◆ Task: Update the data below by replacing "Practice step" with "Exercise" everywhere it occurs, and leave everything else unchanged.

-- START Exercise data --

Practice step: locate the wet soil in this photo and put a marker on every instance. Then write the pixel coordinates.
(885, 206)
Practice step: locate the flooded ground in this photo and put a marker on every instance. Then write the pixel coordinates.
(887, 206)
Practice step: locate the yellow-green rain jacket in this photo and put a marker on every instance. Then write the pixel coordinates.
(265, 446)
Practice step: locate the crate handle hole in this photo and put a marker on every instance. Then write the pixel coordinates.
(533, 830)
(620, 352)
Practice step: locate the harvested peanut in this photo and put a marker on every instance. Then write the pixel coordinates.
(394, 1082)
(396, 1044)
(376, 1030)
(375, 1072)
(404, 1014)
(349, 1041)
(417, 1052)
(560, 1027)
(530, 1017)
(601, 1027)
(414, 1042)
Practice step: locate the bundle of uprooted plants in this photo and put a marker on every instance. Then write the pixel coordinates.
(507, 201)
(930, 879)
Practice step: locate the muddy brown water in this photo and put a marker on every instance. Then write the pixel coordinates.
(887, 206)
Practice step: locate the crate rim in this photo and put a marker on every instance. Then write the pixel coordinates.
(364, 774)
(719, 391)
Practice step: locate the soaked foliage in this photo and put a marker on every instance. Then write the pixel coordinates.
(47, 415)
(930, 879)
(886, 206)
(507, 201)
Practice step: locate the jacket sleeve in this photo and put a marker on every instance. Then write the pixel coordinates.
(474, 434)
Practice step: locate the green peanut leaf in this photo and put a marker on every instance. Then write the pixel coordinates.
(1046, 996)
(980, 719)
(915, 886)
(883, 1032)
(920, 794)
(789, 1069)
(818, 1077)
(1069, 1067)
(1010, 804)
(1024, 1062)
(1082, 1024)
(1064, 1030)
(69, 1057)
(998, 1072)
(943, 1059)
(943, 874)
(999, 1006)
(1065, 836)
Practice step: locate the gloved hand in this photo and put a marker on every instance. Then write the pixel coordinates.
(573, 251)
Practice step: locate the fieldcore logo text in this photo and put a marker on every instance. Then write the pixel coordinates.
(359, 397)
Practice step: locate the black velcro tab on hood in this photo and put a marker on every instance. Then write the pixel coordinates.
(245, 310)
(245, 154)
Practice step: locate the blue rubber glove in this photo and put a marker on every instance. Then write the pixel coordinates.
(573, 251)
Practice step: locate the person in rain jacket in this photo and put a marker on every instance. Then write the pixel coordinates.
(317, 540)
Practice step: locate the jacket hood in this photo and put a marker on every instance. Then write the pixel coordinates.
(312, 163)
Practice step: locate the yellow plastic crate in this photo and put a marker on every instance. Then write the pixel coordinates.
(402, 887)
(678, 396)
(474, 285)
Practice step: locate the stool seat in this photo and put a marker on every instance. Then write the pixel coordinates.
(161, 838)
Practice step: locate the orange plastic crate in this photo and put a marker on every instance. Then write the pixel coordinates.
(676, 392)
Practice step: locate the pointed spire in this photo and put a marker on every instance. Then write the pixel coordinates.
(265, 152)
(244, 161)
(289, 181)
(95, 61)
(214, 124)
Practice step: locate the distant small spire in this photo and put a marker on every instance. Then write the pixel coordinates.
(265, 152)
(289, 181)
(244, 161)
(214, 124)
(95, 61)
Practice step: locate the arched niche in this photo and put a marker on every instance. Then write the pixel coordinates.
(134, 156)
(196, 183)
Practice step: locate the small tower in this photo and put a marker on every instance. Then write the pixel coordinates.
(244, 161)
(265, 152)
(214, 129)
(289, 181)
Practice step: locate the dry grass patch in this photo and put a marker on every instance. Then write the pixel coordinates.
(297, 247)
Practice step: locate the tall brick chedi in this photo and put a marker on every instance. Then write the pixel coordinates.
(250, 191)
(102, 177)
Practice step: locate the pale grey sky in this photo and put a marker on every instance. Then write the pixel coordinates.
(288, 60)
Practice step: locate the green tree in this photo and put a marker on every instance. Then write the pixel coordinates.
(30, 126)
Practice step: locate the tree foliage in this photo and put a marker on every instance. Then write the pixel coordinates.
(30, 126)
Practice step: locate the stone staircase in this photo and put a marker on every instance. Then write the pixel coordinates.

-- END Exercise data --

◆ Final result:
Exercise: locate the wet soil in this photo and put a marker on every instance. Then write the pixel coordinates.
(885, 206)
Exercise: locate the flooded ground in this photo and put a marker on every instance. Then write the pixel coordinates.
(887, 206)
Exercise: locate the yellow-green rain jacket in this photo and put a marker on every instance. Then write the pixel coordinates.
(265, 446)
Exercise: locate the crate handle hole in this photo and put a marker on every instance. Then write the pixel coordinates.
(533, 830)
(620, 352)
Exercise: locate the harvested peanut in this photo and put a marker on every instance. Then write the pixel coordinates.
(394, 1082)
(396, 1044)
(376, 1030)
(375, 1072)
(404, 1014)
(349, 1041)
(417, 1052)
(560, 1027)
(530, 1017)
(601, 1027)
(414, 1042)
Exercise: locate the bundle of uprooted plants in this photo and put a marker on every instance. Then write the pixel coordinates.
(507, 201)
(930, 879)
Exercise: locate the muddy brown water in this photo and put a marker on every instance. Then write the pixel coordinates.
(887, 206)
Exercise: locate the crate rim in this photo and put a marker on every instance. Then write the pixel coordinates.
(364, 774)
(719, 391)
Exercise: locate the soaked foliage in this photo and put a marker on every instance. Then write the pixel coordinates.
(47, 415)
(930, 879)
(886, 206)
(507, 201)
Exercise: locate the jacket sleeve in this photo and put a marker on every instance. Then write the pixel coordinates.
(474, 434)
Exercise: locate the green peanut leaf in this photo and put a marker on every instance. Then write the pixel coordinates.
(1046, 996)
(980, 719)
(915, 886)
(883, 1032)
(920, 794)
(789, 1069)
(818, 1077)
(1069, 1067)
(1010, 804)
(1024, 1062)
(1082, 1024)
(1064, 1030)
(69, 1057)
(998, 1072)
(943, 1059)
(943, 874)
(999, 1006)
(1065, 836)
Exercise: locate the gloved hand in this photo and put a marker on every instance. Then write the pixel coordinates.
(573, 251)
Exercise: locate the fieldcore logo text in this photo and put a marker on every instance. Then write the pixel coordinates.
(359, 397)
Exercise: locate the black velcro tab on hood in this photo and put a marker on every instance. Then write the pixel coordinates.
(245, 310)
(245, 154)
Exercise: locate the blue rubber glove in this photo and put a marker on every instance. Then write the pixel coordinates.
(573, 251)
Exercise: locate the person in rain jacket in this photo and put a marker on every instance. Then write the pixel coordinates.
(317, 540)
Exercise: locate the jacket hood in this photo and put a marker on every instance. Then write the pixel coordinates.
(312, 163)
Exercise: locate the yellow plastic crate in this photo and put a marker on every instance. Then write the pixel coordinates.
(402, 887)
(678, 396)
(474, 285)
Exercise: locate the stool seat in this photo and put a marker on every instance. Then write the pixel coordinates.
(161, 838)
Exercise: locate the orange plastic crate in this photo and put a marker on every instance. Then write the pixel coordinates.
(676, 392)
Exercise: locate the pointed spire in this photo and put a marker on every instance. Then write the pixel coordinates.
(265, 152)
(244, 161)
(289, 181)
(95, 61)
(214, 124)
Exercise: locate the distant small spire in this photo and put a marker on every instance. Then write the pixel coordinates.
(265, 152)
(289, 181)
(244, 161)
(214, 124)
(95, 61)
Exercise: locate the arched niche in this photo and put a marker on every instance. Then write the pixel coordinates.
(134, 156)
(196, 183)
Exercise: locate the small tower in this photo and put a marker on every instance. Then write the pixel coordinates.
(244, 161)
(265, 152)
(214, 129)
(289, 181)
Exercise: locate the dry grass patch in this photo and put a marker on every instance. Then write the pixel coordinates.
(297, 247)
Exercise: locate the tall brick chedi in this photo and put a marker on every instance. Then write the pixel coordinates.
(250, 191)
(102, 177)
Exercise: locate the pale grey sky in this photo and put a marker on every instance. Then write the pixel coordinates.
(288, 60)
Exercise: locate the green tree in this photo and put a marker on every instance. Then write the pixel coordinates.
(30, 126)
Exercise: locate the tree foliage in this photo and put a marker on every instance. Then write the pixel coordinates.
(30, 126)
Exercise: locate the stone staircase in this photo and put a marker on every instance. Then write the pixel coordinates.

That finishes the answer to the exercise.